Direction 1
Count the lines in the listing below that contain the string "background", and reply with only that number.
***** Source extract
Reading we found this version of the Segre's Lemma of tangents, and we don't understand it. I will put an * follow by a number in the section we don't understand so you can see what are we thinking. Tanks for your help.
PD: We are not English - Speakers, so sorry if there is someting wrong write, and you can also comment how we can improve our writening.
Let $S$ be a set of vectors of $\mathbb(F)_q^k$ such that ever subset of $S$ of size $k$ is a basis for $\mathbb(F)_q^k$.
For each subset $C\subset S$ such that $|C|=k-2$. there is a set $L_C$ de exactly $t = q + 1 - (|S| - k + 2) = q + k - 1 - |S|$ hiperplanes wich contains $C$ and no other vector of $S$. (*1 ¿why? We think is just $|S|-(k-2)$ because there only can have one more element of $S$)
Deffinition 1:
We deffine as $H_C$ to the set of $t$ linear applications with the propiety of $\forall \Sigma\in L_C$, $\exists f\in H_C$ such that $\Sigma=ker(f)$
Deffinition 2
We define as tangent of $C$ to the function $T_C:\mathbb(F)_q^k\rightarrow\mathbb(F)_q$ given for $$ T_C(u)=\prod_{f\in H_C} f(u) $$
Segre's Lemma of Tangents
if $k = 3$ and $x, y, z \in S$ it follows that
$$T_{\left\{ x\right\}}(y) T_{\left\{ y\right\}}(z) T_{\left\{ z\right\}}(x) = (-1)^{ t + 1}T_{\left\{ x\right\}}(z)T_{\left\{ z\right\}}(y)T_{\left\{ y\right\}}(x)$$
Proof
Whit respect to the basis $\left\{ x,y,z\right\}$ the tangent function $T_{\left\{ x\right\}}$ is the evauation of a polynomial of degree t,
$$ \prod (a_{23} X_2 +a_{32} X_3) $$
for somes $a_{ij}$.(*2 how can we obtain the a's)
**********
***** Dataset content
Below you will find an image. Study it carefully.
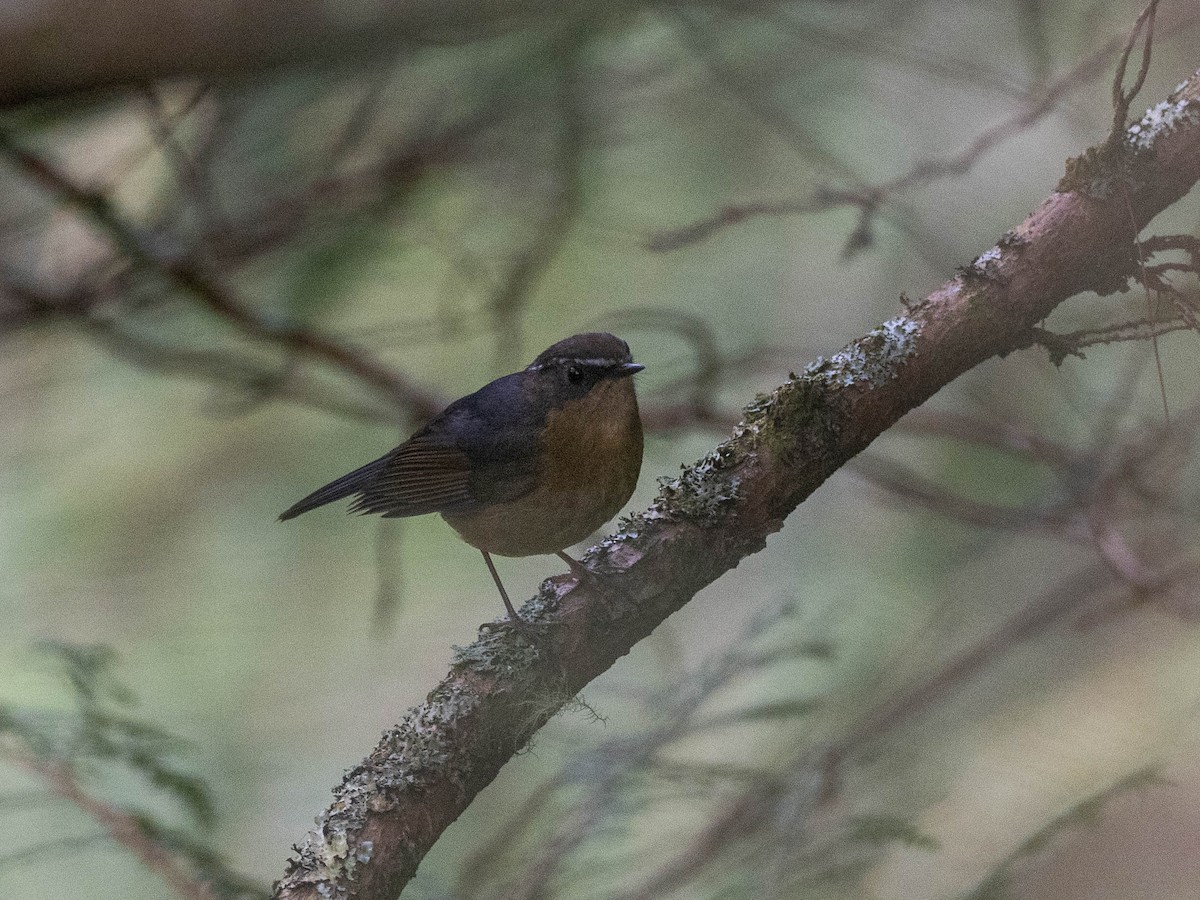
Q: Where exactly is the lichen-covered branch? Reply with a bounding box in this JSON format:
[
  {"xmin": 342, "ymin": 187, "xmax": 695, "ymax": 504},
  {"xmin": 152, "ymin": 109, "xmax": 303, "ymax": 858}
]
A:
[{"xmin": 276, "ymin": 72, "xmax": 1200, "ymax": 900}]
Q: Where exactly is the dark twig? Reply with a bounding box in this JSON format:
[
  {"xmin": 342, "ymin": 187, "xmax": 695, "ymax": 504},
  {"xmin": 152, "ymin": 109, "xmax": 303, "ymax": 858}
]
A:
[
  {"xmin": 276, "ymin": 72, "xmax": 1200, "ymax": 900},
  {"xmin": 0, "ymin": 130, "xmax": 444, "ymax": 418},
  {"xmin": 5, "ymin": 755, "xmax": 217, "ymax": 900}
]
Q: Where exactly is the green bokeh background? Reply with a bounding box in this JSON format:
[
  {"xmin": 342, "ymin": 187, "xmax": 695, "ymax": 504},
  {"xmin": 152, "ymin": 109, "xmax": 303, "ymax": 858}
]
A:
[{"xmin": 0, "ymin": 2, "xmax": 1200, "ymax": 900}]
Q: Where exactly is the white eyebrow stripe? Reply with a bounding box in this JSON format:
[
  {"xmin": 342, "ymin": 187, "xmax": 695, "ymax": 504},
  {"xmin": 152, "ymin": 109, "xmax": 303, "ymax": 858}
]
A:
[{"xmin": 526, "ymin": 356, "xmax": 620, "ymax": 372}]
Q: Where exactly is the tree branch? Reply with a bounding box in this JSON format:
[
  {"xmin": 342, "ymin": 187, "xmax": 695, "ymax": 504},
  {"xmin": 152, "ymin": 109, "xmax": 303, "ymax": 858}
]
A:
[{"xmin": 275, "ymin": 72, "xmax": 1200, "ymax": 900}]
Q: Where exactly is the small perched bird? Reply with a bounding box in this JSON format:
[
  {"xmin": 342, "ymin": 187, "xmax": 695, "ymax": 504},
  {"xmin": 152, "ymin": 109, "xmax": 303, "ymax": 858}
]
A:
[{"xmin": 280, "ymin": 332, "xmax": 644, "ymax": 622}]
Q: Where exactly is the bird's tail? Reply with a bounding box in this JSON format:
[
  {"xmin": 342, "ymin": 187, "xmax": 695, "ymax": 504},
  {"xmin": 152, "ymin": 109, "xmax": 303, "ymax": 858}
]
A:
[{"xmin": 280, "ymin": 456, "xmax": 388, "ymax": 522}]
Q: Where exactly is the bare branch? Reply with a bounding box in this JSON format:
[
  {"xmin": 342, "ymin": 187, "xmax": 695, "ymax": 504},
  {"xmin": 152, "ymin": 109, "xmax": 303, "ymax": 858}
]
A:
[
  {"xmin": 276, "ymin": 66, "xmax": 1200, "ymax": 900},
  {"xmin": 5, "ymin": 755, "xmax": 218, "ymax": 900},
  {"xmin": 0, "ymin": 130, "xmax": 444, "ymax": 418}
]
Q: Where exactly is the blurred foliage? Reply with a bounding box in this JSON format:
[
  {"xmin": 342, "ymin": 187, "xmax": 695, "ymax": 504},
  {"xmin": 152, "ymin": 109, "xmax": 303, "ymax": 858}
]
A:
[
  {"xmin": 0, "ymin": 642, "xmax": 266, "ymax": 900},
  {"xmin": 0, "ymin": 0, "xmax": 1200, "ymax": 900}
]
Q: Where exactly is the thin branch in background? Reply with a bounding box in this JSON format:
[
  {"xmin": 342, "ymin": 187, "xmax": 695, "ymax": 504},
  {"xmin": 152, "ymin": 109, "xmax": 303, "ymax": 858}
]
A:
[
  {"xmin": 4, "ymin": 755, "xmax": 220, "ymax": 900},
  {"xmin": 0, "ymin": 130, "xmax": 444, "ymax": 418},
  {"xmin": 0, "ymin": 642, "xmax": 265, "ymax": 900},
  {"xmin": 142, "ymin": 85, "xmax": 229, "ymax": 240},
  {"xmin": 667, "ymin": 11, "xmax": 956, "ymax": 271},
  {"xmin": 1109, "ymin": 0, "xmax": 1158, "ymax": 144},
  {"xmin": 0, "ymin": 832, "xmax": 112, "ymax": 872},
  {"xmin": 647, "ymin": 30, "xmax": 1121, "ymax": 253},
  {"xmin": 486, "ymin": 30, "xmax": 587, "ymax": 368}
]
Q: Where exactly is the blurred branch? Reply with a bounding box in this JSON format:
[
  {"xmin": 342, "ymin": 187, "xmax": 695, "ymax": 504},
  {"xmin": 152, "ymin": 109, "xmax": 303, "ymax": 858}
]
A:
[
  {"xmin": 275, "ymin": 72, "xmax": 1200, "ymax": 900},
  {"xmin": 0, "ymin": 642, "xmax": 263, "ymax": 900},
  {"xmin": 0, "ymin": 128, "xmax": 443, "ymax": 419},
  {"xmin": 4, "ymin": 755, "xmax": 220, "ymax": 900},
  {"xmin": 648, "ymin": 18, "xmax": 1161, "ymax": 252}
]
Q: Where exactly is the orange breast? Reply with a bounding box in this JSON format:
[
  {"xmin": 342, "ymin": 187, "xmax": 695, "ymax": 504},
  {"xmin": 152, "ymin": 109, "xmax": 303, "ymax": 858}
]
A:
[{"xmin": 443, "ymin": 378, "xmax": 642, "ymax": 557}]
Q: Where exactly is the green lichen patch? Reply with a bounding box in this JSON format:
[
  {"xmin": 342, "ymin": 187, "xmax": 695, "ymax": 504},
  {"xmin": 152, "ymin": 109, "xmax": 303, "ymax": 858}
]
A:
[
  {"xmin": 804, "ymin": 314, "xmax": 921, "ymax": 389},
  {"xmin": 1055, "ymin": 77, "xmax": 1200, "ymax": 200},
  {"xmin": 451, "ymin": 628, "xmax": 542, "ymax": 676}
]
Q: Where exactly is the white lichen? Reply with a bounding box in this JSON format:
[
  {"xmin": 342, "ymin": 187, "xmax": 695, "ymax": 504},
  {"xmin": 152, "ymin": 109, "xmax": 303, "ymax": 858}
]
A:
[
  {"xmin": 1126, "ymin": 93, "xmax": 1200, "ymax": 151},
  {"xmin": 805, "ymin": 316, "xmax": 920, "ymax": 388}
]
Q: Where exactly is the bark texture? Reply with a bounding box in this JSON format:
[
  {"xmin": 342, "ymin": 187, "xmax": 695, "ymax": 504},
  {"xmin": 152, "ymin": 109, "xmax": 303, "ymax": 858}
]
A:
[{"xmin": 275, "ymin": 72, "xmax": 1200, "ymax": 900}]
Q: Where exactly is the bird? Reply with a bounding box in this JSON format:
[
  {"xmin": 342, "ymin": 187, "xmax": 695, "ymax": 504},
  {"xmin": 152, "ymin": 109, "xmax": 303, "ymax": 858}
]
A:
[{"xmin": 280, "ymin": 332, "xmax": 644, "ymax": 625}]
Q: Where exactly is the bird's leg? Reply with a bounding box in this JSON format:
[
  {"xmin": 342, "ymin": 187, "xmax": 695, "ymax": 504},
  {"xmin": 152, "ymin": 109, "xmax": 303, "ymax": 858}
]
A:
[{"xmin": 479, "ymin": 550, "xmax": 524, "ymax": 626}]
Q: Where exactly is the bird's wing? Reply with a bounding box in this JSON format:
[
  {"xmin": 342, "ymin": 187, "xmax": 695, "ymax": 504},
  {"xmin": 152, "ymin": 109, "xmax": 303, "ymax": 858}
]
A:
[
  {"xmin": 352, "ymin": 374, "xmax": 545, "ymax": 517},
  {"xmin": 350, "ymin": 433, "xmax": 479, "ymax": 518}
]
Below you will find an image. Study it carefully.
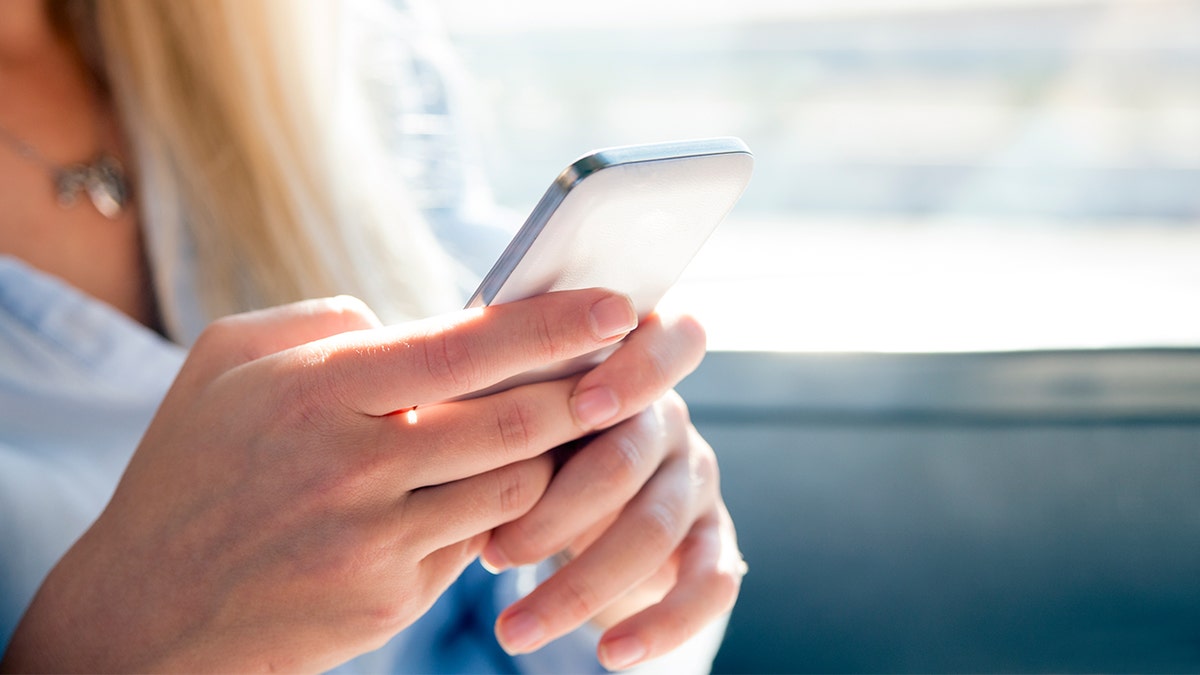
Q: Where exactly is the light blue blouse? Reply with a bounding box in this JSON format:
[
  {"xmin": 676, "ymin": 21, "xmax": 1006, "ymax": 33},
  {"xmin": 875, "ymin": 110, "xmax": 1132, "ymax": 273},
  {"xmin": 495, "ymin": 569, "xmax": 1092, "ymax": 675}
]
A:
[
  {"xmin": 0, "ymin": 251, "xmax": 588, "ymax": 673},
  {"xmin": 0, "ymin": 2, "xmax": 724, "ymax": 674},
  {"xmin": 0, "ymin": 256, "xmax": 724, "ymax": 674}
]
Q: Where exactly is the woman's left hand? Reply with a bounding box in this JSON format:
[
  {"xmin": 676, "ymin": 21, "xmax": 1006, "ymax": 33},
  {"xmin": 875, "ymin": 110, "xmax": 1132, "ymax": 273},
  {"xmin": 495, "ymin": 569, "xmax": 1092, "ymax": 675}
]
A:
[{"xmin": 482, "ymin": 315, "xmax": 746, "ymax": 669}]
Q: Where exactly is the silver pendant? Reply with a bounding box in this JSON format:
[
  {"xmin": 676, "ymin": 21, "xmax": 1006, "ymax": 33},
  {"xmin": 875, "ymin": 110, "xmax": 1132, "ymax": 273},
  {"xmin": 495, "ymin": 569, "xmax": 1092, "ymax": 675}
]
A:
[{"xmin": 54, "ymin": 153, "xmax": 130, "ymax": 219}]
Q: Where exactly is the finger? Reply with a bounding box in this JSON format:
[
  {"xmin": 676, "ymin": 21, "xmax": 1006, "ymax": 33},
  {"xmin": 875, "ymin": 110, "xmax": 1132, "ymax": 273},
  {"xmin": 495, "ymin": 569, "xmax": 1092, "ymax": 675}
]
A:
[
  {"xmin": 484, "ymin": 405, "xmax": 686, "ymax": 569},
  {"xmin": 571, "ymin": 315, "xmax": 706, "ymax": 429},
  {"xmin": 396, "ymin": 446, "xmax": 554, "ymax": 550},
  {"xmin": 371, "ymin": 378, "xmax": 595, "ymax": 489},
  {"xmin": 497, "ymin": 441, "xmax": 712, "ymax": 653},
  {"xmin": 307, "ymin": 288, "xmax": 637, "ymax": 416},
  {"xmin": 190, "ymin": 295, "xmax": 380, "ymax": 377},
  {"xmin": 598, "ymin": 506, "xmax": 746, "ymax": 670}
]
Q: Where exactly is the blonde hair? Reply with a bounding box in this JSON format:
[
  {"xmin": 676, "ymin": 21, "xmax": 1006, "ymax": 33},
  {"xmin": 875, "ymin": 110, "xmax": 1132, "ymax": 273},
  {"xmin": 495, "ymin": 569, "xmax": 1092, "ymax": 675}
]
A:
[{"xmin": 78, "ymin": 0, "xmax": 456, "ymax": 333}]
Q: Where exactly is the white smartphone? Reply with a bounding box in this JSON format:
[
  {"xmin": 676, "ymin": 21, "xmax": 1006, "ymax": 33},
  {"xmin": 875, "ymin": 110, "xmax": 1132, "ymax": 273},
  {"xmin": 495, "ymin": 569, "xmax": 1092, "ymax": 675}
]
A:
[{"xmin": 467, "ymin": 137, "xmax": 754, "ymax": 395}]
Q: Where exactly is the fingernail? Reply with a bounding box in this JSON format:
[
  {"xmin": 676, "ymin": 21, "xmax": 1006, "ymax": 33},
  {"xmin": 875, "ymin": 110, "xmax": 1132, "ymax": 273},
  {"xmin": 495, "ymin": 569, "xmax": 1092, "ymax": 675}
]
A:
[
  {"xmin": 571, "ymin": 387, "xmax": 620, "ymax": 429},
  {"xmin": 589, "ymin": 295, "xmax": 637, "ymax": 340},
  {"xmin": 600, "ymin": 635, "xmax": 646, "ymax": 670},
  {"xmin": 497, "ymin": 611, "xmax": 545, "ymax": 655},
  {"xmin": 479, "ymin": 542, "xmax": 511, "ymax": 574}
]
**********
Direction 2
Write the next part of the forum post on Segre's Lemma of tangents, starting after its last line.

Answer 1
2

Answer 2
for all $d = (d_1,d_2,d_3) \in S\backslash\left\{ x,y,z\right\}$ the subspace $\langle x,d \rangle$; defines the ecuation $d_3X_2 -d_2X_3 = 0$ (*3 this is for what? we never hear about this subspace or this ecuations again). The $q-1$ 2-dimensional subspaces wich contains $x$, but don´t contains $y$ or $z$, are defined by the ecuations
$$ X_2-\alpha X_3 = 0$$
With $\alpha\in\mathbb(F)_q^*$. Since the product of the non-zero elements of$\mathbb(F)_q$ is $-1$, it follows that
$$ \prod_{d\in S\backslash\left\{ x,y,z\right\}}\frac{d_2}{d_3}\prod_{X_2,X_3\in L_C}\frac{(-a_{32})}{a_{23}}=-1 $$ (* how can that be an implication of the above)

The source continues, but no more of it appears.